• EXTRACT
Is the mooted terminological inexactitude distracting us from yet another example of Shade as indifferent, plodding Poet?
"The iridule — when, beautiful and strange, / In a bright sky above a mountain range/ One opal cloudlet in an oval form/ Reflects the rainbow of a thunderstorm/ Which in a distant valley has been staged ..."
Count the clichés (beautiful, strange, bright) and corny rhymes. Surely a deliberate contrast with the poetistic iridule and opal cloudlet . Is VN, indifferent to reader praise and criticism, trying to test us for misplaced obsequious flattery or hoping for shocked chuckles of disbelief? Elsewhere, the Cantos reveal VN/Shade in the finest poetic flights. Here, the standard plummets, and one assumes for good reason. Not Homer nodding, but sleep-walking over the edge.
Stan Kelly-Bootle.
On 02/03/2011 19:21, "Jerry Friedman" <jerryfriedman1@GMAIL.COM> wrote:
JF: I'm not going to argue with Gary Lipon about whether Shade's iridule and Nabokov's whatever was more likely to be a sundog (my suspicion, not conclusion) or cloud iridescence. I agree with his point that sundogs don't look that much like rainbows, but neither do iridescent clouds, in my experience--I've certainly never seen a "bow" shape. Either way, it may be amusing that Kinbote is right for once. However, I will say that cloud iridescence isn't rare at all--one can look for it whenever the sun is shining through or next to thin clouds--and if he hasn't observed it yet, he may enjoy doing so.

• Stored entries
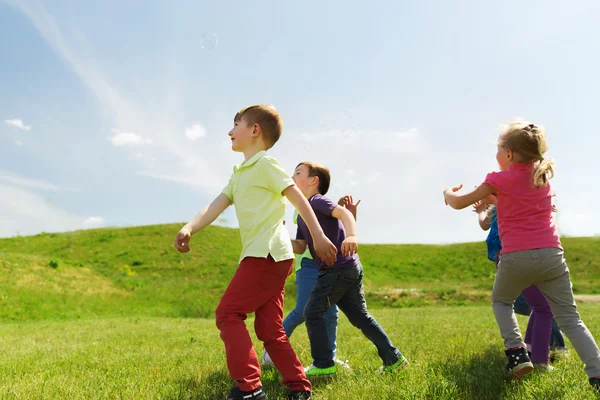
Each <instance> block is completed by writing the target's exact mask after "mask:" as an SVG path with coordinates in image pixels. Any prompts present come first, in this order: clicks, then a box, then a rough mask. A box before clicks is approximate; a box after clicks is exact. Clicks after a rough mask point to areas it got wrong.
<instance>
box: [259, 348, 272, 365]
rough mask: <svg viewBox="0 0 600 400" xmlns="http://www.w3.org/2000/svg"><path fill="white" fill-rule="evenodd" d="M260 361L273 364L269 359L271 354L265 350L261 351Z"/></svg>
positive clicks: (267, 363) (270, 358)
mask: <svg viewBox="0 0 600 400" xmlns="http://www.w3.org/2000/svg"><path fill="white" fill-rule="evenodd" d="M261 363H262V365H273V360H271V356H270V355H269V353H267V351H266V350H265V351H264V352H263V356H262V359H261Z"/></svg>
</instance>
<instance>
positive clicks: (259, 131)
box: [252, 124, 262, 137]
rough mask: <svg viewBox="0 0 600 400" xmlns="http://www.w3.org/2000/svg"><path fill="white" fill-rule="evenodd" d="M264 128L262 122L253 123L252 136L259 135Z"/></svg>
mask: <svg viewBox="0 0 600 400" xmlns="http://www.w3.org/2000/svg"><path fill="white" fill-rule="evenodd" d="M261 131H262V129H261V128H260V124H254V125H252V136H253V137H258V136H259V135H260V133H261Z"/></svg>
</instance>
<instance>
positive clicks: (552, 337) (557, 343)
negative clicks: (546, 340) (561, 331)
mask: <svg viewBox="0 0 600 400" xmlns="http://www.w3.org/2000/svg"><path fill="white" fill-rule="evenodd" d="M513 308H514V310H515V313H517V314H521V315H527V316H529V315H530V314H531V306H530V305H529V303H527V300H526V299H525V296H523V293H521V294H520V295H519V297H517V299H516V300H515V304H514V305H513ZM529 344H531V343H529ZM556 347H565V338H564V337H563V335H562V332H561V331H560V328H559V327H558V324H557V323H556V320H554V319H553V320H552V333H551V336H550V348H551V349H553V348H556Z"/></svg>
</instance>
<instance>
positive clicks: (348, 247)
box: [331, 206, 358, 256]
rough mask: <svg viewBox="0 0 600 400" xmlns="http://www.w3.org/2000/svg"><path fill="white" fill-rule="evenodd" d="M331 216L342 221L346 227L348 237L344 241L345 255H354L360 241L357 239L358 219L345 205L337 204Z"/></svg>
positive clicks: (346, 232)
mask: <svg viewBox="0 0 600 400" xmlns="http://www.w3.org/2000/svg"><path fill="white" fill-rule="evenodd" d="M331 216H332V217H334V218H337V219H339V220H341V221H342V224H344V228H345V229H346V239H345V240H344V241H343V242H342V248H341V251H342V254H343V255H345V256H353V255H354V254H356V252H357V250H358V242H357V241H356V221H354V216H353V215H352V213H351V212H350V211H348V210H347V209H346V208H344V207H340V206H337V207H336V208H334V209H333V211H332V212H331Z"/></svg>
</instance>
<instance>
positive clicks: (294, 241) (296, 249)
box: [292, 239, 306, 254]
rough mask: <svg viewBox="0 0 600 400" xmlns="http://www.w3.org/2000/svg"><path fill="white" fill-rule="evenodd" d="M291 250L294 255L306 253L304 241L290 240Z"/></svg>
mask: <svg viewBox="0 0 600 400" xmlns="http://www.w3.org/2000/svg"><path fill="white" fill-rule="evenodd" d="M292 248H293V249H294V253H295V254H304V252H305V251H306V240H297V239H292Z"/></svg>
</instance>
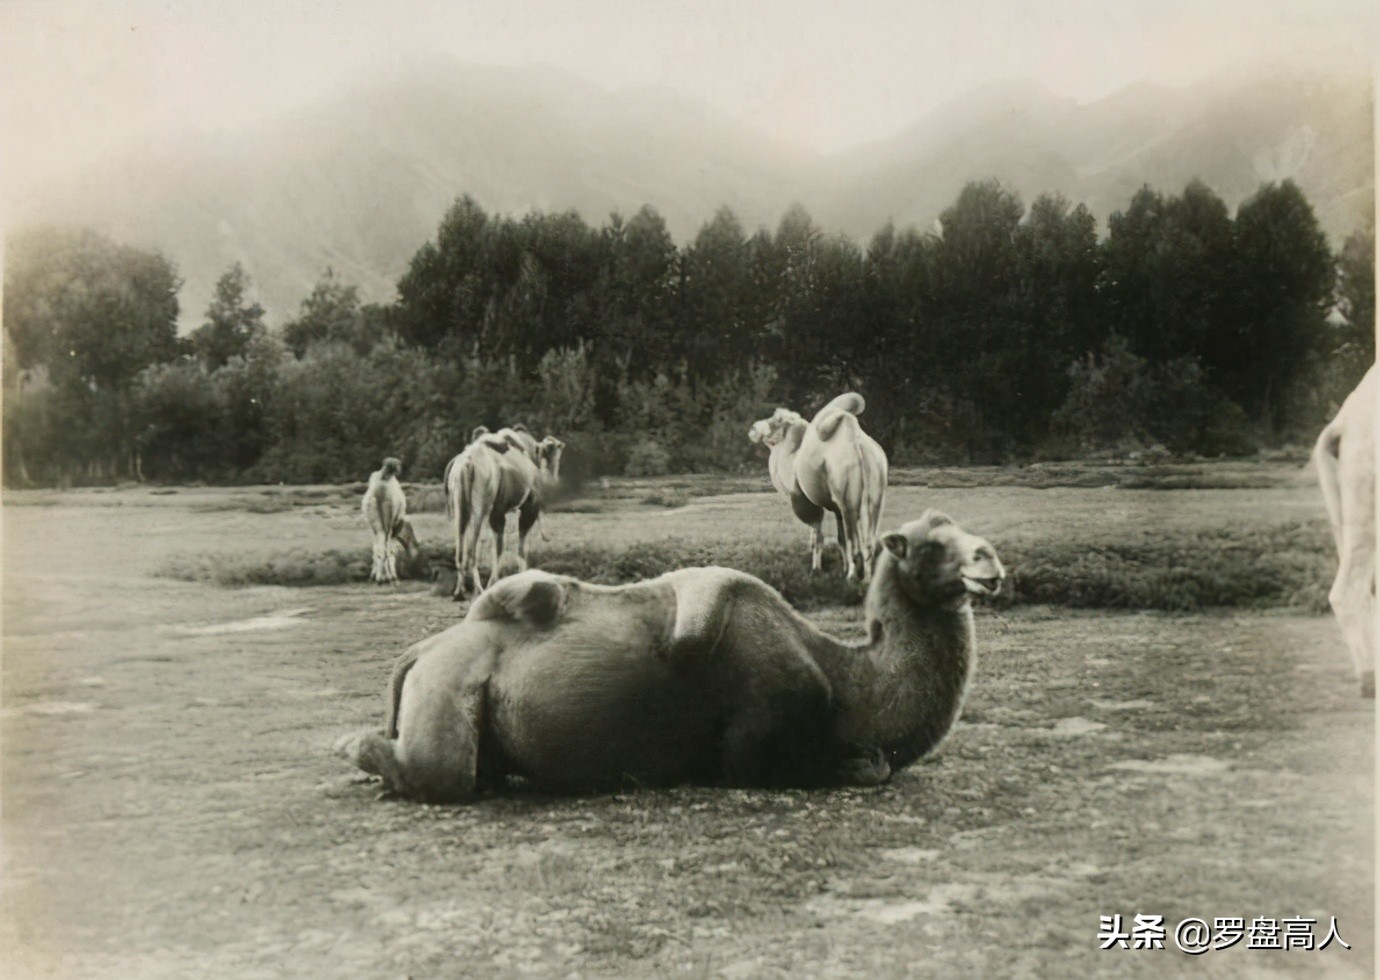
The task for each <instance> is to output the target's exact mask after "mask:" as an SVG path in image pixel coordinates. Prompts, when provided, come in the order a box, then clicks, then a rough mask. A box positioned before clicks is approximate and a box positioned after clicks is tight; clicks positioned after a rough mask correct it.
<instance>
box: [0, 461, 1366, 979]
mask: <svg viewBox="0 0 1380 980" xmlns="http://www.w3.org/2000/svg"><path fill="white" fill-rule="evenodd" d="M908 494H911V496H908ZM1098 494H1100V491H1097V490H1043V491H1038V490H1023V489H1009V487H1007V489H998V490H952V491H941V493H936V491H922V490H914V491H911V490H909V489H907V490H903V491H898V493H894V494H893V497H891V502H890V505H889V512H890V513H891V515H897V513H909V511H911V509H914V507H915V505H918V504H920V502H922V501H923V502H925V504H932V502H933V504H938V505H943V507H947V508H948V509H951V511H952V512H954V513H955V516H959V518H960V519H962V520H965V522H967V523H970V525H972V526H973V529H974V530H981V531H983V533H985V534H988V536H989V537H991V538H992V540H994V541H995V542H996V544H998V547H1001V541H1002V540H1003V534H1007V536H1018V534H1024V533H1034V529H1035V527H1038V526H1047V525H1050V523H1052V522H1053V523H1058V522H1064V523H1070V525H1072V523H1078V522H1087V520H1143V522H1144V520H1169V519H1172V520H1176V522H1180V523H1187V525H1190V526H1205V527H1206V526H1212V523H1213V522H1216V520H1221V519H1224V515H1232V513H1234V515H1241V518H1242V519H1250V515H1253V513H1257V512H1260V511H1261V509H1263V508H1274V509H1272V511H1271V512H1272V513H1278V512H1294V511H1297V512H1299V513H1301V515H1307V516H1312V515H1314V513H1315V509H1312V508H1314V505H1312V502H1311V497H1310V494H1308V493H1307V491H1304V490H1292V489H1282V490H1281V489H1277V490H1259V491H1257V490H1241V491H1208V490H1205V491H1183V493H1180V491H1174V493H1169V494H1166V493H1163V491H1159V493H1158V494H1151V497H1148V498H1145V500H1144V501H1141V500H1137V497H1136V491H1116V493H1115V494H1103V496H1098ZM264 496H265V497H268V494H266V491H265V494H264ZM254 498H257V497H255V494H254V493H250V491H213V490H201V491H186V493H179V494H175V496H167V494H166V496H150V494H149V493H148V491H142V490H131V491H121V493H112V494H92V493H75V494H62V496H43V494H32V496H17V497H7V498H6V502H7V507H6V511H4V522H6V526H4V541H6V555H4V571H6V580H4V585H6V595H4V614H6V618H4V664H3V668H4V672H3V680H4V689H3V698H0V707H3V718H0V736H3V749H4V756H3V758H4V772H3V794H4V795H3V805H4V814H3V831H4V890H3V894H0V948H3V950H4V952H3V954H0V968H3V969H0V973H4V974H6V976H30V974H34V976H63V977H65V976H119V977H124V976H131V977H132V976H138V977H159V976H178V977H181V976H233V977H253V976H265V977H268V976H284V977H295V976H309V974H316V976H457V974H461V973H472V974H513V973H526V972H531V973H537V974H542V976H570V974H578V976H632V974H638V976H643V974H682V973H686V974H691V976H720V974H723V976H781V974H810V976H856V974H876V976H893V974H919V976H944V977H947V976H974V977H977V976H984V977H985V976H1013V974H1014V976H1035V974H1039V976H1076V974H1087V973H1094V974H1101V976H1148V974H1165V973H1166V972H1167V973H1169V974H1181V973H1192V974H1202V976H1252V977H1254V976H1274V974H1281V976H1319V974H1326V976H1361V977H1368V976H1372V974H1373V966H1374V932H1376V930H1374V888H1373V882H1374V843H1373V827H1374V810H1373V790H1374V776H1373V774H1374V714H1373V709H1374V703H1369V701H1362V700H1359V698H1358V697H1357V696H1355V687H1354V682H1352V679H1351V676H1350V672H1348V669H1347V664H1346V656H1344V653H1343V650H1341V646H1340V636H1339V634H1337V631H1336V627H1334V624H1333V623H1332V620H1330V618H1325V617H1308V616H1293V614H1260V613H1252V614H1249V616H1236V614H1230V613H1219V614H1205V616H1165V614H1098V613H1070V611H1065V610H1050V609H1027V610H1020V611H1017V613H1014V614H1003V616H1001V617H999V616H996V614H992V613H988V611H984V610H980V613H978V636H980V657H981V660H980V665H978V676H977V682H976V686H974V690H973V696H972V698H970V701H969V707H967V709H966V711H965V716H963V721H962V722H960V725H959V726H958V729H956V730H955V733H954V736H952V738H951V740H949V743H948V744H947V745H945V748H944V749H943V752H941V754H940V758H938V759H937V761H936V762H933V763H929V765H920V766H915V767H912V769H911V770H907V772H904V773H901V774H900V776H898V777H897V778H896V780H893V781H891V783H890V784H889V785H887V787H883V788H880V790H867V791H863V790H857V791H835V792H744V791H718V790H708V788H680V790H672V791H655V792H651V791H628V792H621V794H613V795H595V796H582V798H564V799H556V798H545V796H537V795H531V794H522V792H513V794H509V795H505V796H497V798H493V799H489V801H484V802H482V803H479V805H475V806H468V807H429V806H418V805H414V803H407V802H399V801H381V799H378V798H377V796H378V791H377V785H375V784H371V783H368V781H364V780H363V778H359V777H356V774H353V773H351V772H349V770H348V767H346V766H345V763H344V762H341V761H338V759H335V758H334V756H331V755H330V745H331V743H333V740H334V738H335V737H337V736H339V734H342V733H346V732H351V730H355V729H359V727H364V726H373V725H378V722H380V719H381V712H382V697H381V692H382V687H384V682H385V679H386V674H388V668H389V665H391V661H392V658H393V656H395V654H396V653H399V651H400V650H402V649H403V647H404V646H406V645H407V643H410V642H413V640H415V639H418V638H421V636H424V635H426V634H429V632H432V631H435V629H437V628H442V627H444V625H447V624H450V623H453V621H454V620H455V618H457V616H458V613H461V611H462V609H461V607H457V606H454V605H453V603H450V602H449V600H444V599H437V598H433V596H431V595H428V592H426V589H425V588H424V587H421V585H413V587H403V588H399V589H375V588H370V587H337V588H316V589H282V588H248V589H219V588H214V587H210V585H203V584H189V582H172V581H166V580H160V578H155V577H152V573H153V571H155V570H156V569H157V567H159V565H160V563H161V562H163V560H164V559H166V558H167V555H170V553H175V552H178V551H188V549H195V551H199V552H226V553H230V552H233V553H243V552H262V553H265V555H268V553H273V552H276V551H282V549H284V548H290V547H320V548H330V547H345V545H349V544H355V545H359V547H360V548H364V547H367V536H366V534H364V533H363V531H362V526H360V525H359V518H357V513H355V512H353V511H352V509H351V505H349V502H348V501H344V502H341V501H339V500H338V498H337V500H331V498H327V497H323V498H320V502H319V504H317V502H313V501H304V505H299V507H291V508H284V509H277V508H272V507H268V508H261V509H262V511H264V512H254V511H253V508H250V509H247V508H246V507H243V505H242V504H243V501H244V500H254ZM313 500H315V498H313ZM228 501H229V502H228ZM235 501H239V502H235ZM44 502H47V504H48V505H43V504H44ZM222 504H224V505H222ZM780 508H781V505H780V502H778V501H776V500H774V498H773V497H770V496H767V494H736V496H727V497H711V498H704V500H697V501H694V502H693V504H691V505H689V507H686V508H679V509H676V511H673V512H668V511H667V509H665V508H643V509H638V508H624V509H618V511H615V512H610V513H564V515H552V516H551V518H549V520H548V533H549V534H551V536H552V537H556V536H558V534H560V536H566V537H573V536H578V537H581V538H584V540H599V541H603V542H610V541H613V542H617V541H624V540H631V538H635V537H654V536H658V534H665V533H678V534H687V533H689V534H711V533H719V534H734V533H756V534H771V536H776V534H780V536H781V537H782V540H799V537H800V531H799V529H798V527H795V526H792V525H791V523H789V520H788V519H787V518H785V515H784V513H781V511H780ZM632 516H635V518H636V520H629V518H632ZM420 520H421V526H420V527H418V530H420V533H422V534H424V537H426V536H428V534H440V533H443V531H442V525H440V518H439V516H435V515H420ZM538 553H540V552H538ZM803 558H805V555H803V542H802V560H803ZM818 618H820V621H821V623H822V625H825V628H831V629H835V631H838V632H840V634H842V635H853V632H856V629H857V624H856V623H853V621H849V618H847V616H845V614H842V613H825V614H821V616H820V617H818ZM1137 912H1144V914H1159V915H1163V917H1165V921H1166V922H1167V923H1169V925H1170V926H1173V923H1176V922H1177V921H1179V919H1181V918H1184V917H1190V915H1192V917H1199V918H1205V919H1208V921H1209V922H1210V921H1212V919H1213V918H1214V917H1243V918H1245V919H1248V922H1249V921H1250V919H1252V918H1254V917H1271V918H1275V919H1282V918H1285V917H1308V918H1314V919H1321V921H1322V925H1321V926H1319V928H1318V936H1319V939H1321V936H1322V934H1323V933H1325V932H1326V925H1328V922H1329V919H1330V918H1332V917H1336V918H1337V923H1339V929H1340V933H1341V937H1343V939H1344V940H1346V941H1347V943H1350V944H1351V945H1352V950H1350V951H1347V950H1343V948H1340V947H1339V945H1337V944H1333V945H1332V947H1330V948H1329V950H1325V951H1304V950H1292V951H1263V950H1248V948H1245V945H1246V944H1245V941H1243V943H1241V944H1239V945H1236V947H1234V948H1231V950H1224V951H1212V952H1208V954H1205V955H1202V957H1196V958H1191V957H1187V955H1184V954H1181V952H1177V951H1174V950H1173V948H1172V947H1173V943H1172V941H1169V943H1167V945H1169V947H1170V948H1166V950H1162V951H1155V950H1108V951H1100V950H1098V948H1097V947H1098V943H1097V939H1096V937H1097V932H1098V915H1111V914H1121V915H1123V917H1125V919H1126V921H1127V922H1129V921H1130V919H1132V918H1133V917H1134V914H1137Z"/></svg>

• REQUIREMENT A
Answer each question from the iridule post, one per line:
(i) Which three words does the post name as clichés?
(ii) Who wrote the message dated 02/03/2011?
(iii) What shape does that writer say he has never seen in iridescent clouds?
• REQUIREMENT B
Change the iridule post from "Stan Kelly-Bootle." to "enjoy doing so." by putting "Botkin" in place of "Kinbote".
Rely only on the iridule post for your answers.

• WORKED SOLUTION A
(i) Beautiful, strange, and bright.
(ii) Jerry Friedman.
(iii) A "bow" shape.

• WORKED SOLUTION B
Stan Kelly-Bootle.
On 02/03/2011 19:21, "Jerry Friedman" <jerryfriedman1@GMAIL.COM> wrote:
JF: I'm not going to argue with Gary Lipon about whether Shade's iridule and Nabokov's whatever was more likely to be a sundog (my suspicion, not conclusion) or cloud iridescence. I agree with his point that sundogs don't look that much like rainbows, but neither do iridescent clouds, in my experience--I've certainly never seen a "bow" shape. Either way, it may be amusing that Botkin is right for once. However, I will say that cloud iridescence isn't rare at all--one can look for it whenever the sun is shining through or next to thin clouds--and if he hasn't observed it yet, he may enjoy doing so.